►
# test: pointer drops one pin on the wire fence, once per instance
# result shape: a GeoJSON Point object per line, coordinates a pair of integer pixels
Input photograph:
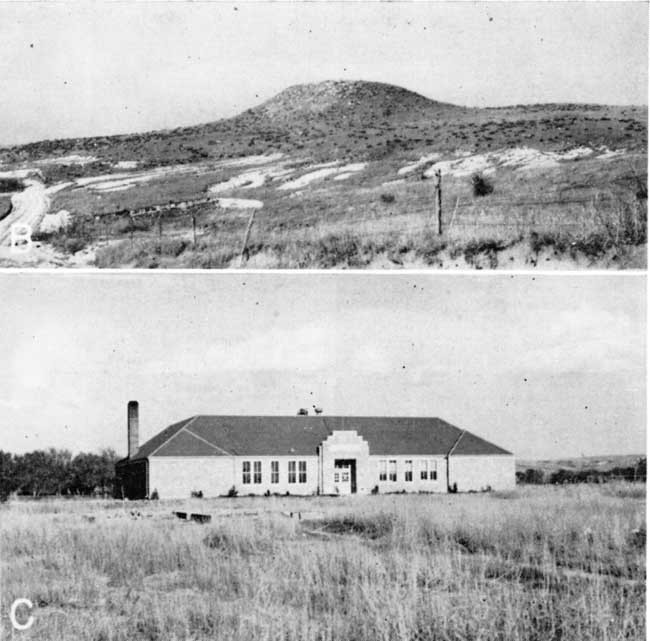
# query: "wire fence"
{"type": "Point", "coordinates": [204, 222]}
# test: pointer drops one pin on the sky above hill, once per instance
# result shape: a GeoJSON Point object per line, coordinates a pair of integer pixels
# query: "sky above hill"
{"type": "Point", "coordinates": [80, 69]}
{"type": "Point", "coordinates": [546, 366]}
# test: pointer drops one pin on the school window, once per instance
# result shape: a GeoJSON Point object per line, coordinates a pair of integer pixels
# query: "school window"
{"type": "Point", "coordinates": [246, 472]}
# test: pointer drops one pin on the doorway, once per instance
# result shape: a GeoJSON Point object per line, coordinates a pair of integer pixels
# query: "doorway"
{"type": "Point", "coordinates": [345, 476]}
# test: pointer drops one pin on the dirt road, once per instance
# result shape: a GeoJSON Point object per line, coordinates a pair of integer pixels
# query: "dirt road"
{"type": "Point", "coordinates": [29, 206]}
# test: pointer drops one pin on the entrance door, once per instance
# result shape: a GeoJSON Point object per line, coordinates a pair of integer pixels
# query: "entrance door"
{"type": "Point", "coordinates": [345, 481]}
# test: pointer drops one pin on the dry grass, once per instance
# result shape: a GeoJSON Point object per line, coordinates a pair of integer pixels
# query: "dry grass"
{"type": "Point", "coordinates": [539, 563]}
{"type": "Point", "coordinates": [583, 212]}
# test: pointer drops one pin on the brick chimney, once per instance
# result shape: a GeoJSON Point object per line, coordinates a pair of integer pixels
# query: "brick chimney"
{"type": "Point", "coordinates": [132, 425]}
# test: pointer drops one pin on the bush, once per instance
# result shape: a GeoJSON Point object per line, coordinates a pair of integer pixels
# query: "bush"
{"type": "Point", "coordinates": [481, 186]}
{"type": "Point", "coordinates": [10, 184]}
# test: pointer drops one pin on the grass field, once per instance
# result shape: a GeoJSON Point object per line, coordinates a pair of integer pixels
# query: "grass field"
{"type": "Point", "coordinates": [581, 212]}
{"type": "Point", "coordinates": [538, 563]}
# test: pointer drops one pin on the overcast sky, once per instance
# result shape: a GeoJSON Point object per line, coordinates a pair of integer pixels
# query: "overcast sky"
{"type": "Point", "coordinates": [545, 366]}
{"type": "Point", "coordinates": [73, 69]}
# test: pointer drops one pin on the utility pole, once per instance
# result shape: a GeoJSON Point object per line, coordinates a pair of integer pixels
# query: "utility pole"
{"type": "Point", "coordinates": [438, 186]}
{"type": "Point", "coordinates": [246, 237]}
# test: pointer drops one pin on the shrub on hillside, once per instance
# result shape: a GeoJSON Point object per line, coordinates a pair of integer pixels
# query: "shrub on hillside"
{"type": "Point", "coordinates": [481, 186]}
{"type": "Point", "coordinates": [10, 184]}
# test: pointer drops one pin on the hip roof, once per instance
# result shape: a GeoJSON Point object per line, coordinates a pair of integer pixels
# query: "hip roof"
{"type": "Point", "coordinates": [301, 436]}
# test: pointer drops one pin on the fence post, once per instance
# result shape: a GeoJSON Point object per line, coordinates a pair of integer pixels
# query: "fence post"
{"type": "Point", "coordinates": [438, 185]}
{"type": "Point", "coordinates": [246, 237]}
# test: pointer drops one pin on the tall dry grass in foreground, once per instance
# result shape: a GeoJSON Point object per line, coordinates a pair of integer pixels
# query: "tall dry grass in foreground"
{"type": "Point", "coordinates": [540, 563]}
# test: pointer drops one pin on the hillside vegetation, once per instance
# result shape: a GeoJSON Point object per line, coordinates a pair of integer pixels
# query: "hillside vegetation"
{"type": "Point", "coordinates": [342, 174]}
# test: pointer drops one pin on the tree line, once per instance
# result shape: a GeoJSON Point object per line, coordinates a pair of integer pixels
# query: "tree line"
{"type": "Point", "coordinates": [54, 472]}
{"type": "Point", "coordinates": [536, 476]}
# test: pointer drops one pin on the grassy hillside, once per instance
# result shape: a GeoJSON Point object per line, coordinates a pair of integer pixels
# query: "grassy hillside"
{"type": "Point", "coordinates": [601, 463]}
{"type": "Point", "coordinates": [359, 120]}
{"type": "Point", "coordinates": [535, 564]}
{"type": "Point", "coordinates": [568, 185]}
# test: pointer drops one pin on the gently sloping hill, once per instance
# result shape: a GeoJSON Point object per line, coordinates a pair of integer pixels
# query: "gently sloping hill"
{"type": "Point", "coordinates": [344, 120]}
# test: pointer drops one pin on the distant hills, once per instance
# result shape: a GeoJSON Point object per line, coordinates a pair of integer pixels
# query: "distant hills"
{"type": "Point", "coordinates": [362, 121]}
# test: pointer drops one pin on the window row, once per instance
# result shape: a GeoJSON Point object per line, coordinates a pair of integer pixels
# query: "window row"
{"type": "Point", "coordinates": [252, 472]}
{"type": "Point", "coordinates": [388, 470]}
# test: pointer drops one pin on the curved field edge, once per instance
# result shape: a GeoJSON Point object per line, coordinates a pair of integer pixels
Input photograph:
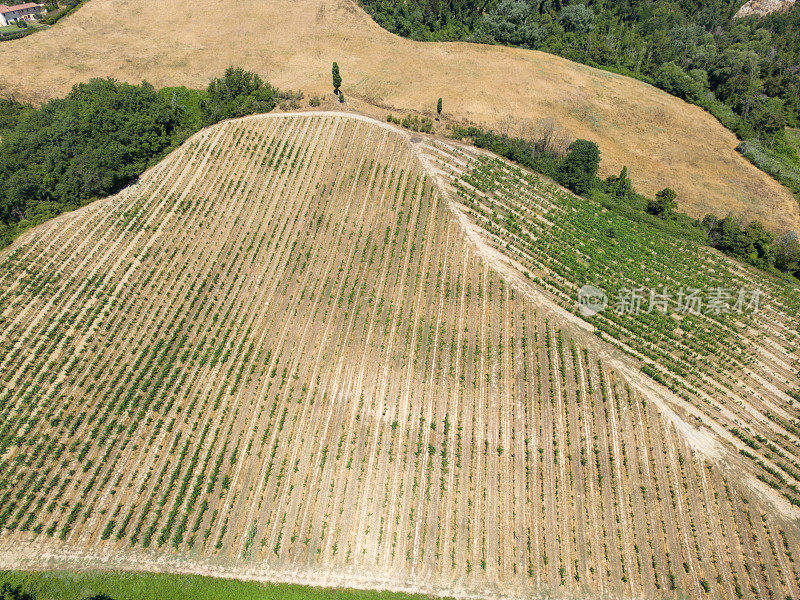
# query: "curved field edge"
{"type": "Point", "coordinates": [137, 585]}
{"type": "Point", "coordinates": [662, 140]}
{"type": "Point", "coordinates": [461, 437]}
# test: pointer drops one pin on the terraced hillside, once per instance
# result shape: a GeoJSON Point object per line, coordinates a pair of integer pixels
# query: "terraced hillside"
{"type": "Point", "coordinates": [290, 353]}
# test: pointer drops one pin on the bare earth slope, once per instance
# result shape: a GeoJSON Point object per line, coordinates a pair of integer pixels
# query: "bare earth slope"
{"type": "Point", "coordinates": [284, 354]}
{"type": "Point", "coordinates": [662, 140]}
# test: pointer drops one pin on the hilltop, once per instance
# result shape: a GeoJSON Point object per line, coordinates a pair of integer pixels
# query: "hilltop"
{"type": "Point", "coordinates": [662, 140]}
{"type": "Point", "coordinates": [316, 348]}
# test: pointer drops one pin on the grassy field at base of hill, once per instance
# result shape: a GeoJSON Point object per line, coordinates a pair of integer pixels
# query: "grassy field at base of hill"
{"type": "Point", "coordinates": [71, 585]}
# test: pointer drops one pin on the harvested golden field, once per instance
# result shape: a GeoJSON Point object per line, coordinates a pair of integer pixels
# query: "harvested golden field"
{"type": "Point", "coordinates": [292, 43]}
{"type": "Point", "coordinates": [297, 350]}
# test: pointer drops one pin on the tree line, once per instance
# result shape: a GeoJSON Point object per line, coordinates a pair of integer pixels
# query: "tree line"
{"type": "Point", "coordinates": [576, 168]}
{"type": "Point", "coordinates": [101, 137]}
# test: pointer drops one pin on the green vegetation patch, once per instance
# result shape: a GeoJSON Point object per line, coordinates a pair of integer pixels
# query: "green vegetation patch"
{"type": "Point", "coordinates": [70, 585]}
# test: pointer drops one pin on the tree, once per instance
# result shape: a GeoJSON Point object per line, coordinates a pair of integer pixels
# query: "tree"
{"type": "Point", "coordinates": [577, 17]}
{"type": "Point", "coordinates": [619, 186]}
{"type": "Point", "coordinates": [663, 204]}
{"type": "Point", "coordinates": [787, 254]}
{"type": "Point", "coordinates": [236, 94]}
{"type": "Point", "coordinates": [578, 170]}
{"type": "Point", "coordinates": [337, 79]}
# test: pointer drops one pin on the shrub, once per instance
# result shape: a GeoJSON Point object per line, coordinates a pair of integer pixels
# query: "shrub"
{"type": "Point", "coordinates": [578, 170]}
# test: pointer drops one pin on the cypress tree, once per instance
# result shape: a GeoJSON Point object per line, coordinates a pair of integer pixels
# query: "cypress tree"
{"type": "Point", "coordinates": [337, 79]}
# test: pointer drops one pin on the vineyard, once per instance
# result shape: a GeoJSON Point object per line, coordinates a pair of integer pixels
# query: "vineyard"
{"type": "Point", "coordinates": [314, 348]}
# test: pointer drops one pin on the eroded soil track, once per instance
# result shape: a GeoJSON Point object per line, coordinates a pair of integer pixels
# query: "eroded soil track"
{"type": "Point", "coordinates": [282, 355]}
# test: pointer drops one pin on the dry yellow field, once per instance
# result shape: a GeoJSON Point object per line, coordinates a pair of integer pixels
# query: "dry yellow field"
{"type": "Point", "coordinates": [662, 140]}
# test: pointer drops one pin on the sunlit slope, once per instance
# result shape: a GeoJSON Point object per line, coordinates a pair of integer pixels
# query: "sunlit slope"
{"type": "Point", "coordinates": [292, 43]}
{"type": "Point", "coordinates": [279, 356]}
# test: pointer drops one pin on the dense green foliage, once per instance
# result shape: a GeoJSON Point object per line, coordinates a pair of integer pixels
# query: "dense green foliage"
{"type": "Point", "coordinates": [337, 78]}
{"type": "Point", "coordinates": [89, 144]}
{"type": "Point", "coordinates": [66, 585]}
{"type": "Point", "coordinates": [577, 171]}
{"type": "Point", "coordinates": [744, 71]}
{"type": "Point", "coordinates": [101, 137]}
{"type": "Point", "coordinates": [236, 94]}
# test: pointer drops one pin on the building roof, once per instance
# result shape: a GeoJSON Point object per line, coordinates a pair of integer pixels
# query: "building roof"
{"type": "Point", "coordinates": [5, 9]}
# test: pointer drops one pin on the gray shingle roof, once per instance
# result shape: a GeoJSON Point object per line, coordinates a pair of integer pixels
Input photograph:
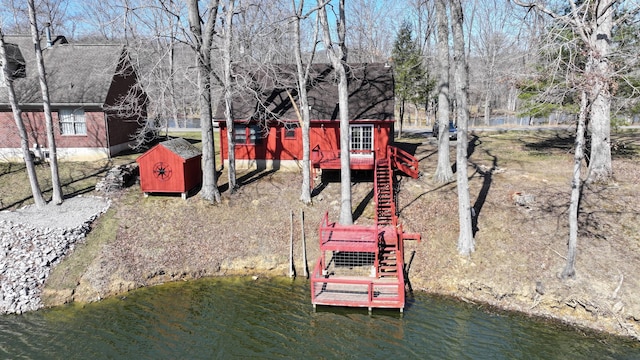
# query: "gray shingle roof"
{"type": "Point", "coordinates": [76, 74]}
{"type": "Point", "coordinates": [182, 148]}
{"type": "Point", "coordinates": [263, 93]}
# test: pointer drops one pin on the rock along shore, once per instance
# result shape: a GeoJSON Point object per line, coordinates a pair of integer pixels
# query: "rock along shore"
{"type": "Point", "coordinates": [33, 240]}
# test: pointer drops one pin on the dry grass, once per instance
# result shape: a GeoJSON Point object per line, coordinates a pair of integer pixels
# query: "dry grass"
{"type": "Point", "coordinates": [518, 248]}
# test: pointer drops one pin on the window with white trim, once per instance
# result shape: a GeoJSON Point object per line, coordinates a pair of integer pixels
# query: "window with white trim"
{"type": "Point", "coordinates": [72, 122]}
{"type": "Point", "coordinates": [246, 135]}
{"type": "Point", "coordinates": [361, 137]}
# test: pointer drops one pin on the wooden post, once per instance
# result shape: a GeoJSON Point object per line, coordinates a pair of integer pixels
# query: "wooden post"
{"type": "Point", "coordinates": [292, 272]}
{"type": "Point", "coordinates": [304, 246]}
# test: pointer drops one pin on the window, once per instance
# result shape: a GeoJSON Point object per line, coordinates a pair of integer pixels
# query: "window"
{"type": "Point", "coordinates": [246, 135]}
{"type": "Point", "coordinates": [290, 131]}
{"type": "Point", "coordinates": [72, 122]}
{"type": "Point", "coordinates": [361, 137]}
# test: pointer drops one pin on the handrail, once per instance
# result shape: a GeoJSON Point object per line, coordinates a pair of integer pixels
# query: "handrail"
{"type": "Point", "coordinates": [402, 159]}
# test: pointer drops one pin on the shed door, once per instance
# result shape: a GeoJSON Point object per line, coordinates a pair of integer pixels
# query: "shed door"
{"type": "Point", "coordinates": [361, 140]}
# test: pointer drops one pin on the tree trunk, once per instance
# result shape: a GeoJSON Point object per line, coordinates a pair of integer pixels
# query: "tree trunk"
{"type": "Point", "coordinates": [576, 190]}
{"type": "Point", "coordinates": [443, 173]}
{"type": "Point", "coordinates": [302, 74]}
{"type": "Point", "coordinates": [600, 168]}
{"type": "Point", "coordinates": [401, 111]}
{"type": "Point", "coordinates": [228, 109]}
{"type": "Point", "coordinates": [202, 45]}
{"type": "Point", "coordinates": [465, 240]}
{"type": "Point", "coordinates": [44, 88]}
{"type": "Point", "coordinates": [338, 56]}
{"type": "Point", "coordinates": [487, 109]}
{"type": "Point", "coordinates": [17, 116]}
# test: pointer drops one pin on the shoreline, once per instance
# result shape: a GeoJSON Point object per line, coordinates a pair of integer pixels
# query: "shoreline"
{"type": "Point", "coordinates": [146, 241]}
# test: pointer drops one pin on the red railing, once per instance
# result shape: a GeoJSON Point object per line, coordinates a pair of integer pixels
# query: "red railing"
{"type": "Point", "coordinates": [356, 292]}
{"type": "Point", "coordinates": [319, 156]}
{"type": "Point", "coordinates": [404, 161]}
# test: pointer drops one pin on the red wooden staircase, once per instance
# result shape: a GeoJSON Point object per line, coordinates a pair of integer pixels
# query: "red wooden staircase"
{"type": "Point", "coordinates": [363, 266]}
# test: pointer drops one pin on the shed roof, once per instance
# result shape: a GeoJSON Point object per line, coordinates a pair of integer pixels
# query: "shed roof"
{"type": "Point", "coordinates": [76, 74]}
{"type": "Point", "coordinates": [182, 148]}
{"type": "Point", "coordinates": [264, 94]}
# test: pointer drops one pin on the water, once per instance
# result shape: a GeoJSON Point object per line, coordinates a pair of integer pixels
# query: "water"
{"type": "Point", "coordinates": [238, 318]}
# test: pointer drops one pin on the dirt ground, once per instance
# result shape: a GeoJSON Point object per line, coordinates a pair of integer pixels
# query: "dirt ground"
◄
=== DIRECTIONS FOR THIS TASK ===
Take the lines from the start of the listing above through the line with "# test: pointer drops one pin on the dirt road, once", both ends included, and copy them exactly, leaving the pictures behind.

=== REPLY ===
# test: pointer drops one pin on the wire fence, once per instance
# result shape: a GeoJSON Point object per line, coordinates a pair of integer pixels
Input photograph:
# query: "wire fence"
{"type": "Point", "coordinates": [204, 222]}
# test: pointer drops one pin on the sky above hill, once per instance
# result shape: a GeoJSON Point object per line, coordinates a pair of integer pixels
# query: "sky above hill"
{"type": "Point", "coordinates": [80, 69]}
{"type": "Point", "coordinates": [546, 366]}
# test: pointer drops one pin on the school window, once per instance
# result shape: a GeoJSON Point object per line, coordinates a pair of integer pixels
# query: "school window"
{"type": "Point", "coordinates": [246, 472]}
# test: pointer drops one pin on the doorway, once per instance
# result shape: a GeoJSON Point object per line, coordinates a pair of integer pixels
# query: "doorway"
{"type": "Point", "coordinates": [345, 476]}
# test: pointer drops one pin on the dirt road, once per instance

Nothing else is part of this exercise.